(Data records)

┏━━

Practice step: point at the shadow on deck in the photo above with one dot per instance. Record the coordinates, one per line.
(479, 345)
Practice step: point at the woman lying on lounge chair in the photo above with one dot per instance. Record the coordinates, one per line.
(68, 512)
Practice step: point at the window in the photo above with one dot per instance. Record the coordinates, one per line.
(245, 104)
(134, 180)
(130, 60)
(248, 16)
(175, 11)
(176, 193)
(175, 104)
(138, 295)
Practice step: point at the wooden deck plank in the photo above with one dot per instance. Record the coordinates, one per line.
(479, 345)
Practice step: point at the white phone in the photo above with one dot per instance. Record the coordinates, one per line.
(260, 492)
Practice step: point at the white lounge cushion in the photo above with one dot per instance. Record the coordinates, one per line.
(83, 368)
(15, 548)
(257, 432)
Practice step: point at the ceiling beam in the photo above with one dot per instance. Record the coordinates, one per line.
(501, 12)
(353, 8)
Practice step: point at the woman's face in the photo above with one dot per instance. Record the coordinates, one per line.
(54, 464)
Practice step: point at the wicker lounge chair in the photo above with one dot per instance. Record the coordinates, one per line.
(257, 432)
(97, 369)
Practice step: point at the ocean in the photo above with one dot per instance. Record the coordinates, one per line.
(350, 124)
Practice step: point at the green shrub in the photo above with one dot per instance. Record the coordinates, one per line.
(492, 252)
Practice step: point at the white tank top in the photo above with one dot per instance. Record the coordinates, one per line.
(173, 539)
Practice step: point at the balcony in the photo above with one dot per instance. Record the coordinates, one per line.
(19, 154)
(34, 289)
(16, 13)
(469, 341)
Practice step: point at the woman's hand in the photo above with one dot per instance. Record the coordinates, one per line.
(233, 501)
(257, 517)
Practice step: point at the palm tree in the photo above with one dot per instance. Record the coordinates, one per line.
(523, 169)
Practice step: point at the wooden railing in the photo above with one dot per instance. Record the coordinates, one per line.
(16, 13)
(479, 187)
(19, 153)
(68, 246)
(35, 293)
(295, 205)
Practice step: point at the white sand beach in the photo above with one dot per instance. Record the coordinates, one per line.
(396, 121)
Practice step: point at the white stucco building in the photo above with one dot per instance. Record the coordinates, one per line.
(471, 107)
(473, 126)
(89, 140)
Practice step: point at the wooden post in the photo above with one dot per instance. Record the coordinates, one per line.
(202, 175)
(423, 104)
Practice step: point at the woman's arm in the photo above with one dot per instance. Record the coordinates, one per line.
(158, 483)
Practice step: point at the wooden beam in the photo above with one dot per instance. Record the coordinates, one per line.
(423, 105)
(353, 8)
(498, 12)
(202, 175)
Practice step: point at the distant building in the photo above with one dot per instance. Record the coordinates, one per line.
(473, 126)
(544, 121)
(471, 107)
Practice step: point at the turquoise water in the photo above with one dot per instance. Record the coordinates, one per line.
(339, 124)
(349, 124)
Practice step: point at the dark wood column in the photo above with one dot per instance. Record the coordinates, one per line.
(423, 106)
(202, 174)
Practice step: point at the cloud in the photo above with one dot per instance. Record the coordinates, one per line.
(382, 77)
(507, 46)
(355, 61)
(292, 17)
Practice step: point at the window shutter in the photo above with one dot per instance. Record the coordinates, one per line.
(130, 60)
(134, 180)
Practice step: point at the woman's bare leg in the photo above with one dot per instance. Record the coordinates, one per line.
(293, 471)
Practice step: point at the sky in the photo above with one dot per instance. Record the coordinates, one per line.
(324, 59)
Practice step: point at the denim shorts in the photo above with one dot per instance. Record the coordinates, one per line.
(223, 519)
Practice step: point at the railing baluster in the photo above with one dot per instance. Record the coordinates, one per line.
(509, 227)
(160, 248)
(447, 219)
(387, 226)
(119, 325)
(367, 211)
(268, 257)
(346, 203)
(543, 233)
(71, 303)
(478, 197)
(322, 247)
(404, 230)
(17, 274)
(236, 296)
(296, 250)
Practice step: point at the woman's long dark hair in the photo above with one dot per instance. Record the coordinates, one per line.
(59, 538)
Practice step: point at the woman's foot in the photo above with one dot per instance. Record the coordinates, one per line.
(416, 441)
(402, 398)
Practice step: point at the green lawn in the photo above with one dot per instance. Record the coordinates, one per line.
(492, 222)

┗━━

* REQUIREMENTS
In the records above, locate the line that contains "Practice step: point at the denim". Repeat it and every line after it, exactly, and nothing else.

* RESPONSE BELOW
Practice step: point at the denim shorts in the photo above with one dot per instance. Record the coordinates, one per line.
(223, 519)
Practice step: point at the railing baluster in the photo above with one dot per instance. Record the coordinates, one per line.
(509, 227)
(160, 248)
(447, 219)
(387, 226)
(119, 325)
(367, 211)
(268, 257)
(346, 203)
(543, 233)
(71, 303)
(478, 197)
(322, 247)
(404, 230)
(17, 274)
(236, 296)
(296, 250)
Practice step: point at the woman's long dark hair in the photo above with one dot per instance. Record the coordinates, one per line.
(59, 538)
Practice step: point at the woman's foot in the photo above with one dot per instance. Record the coordinates, one per line.
(416, 441)
(402, 398)
Practice step: point at the green lawn in the photo above with one dot per instance. Record the coordinates, one per line.
(492, 222)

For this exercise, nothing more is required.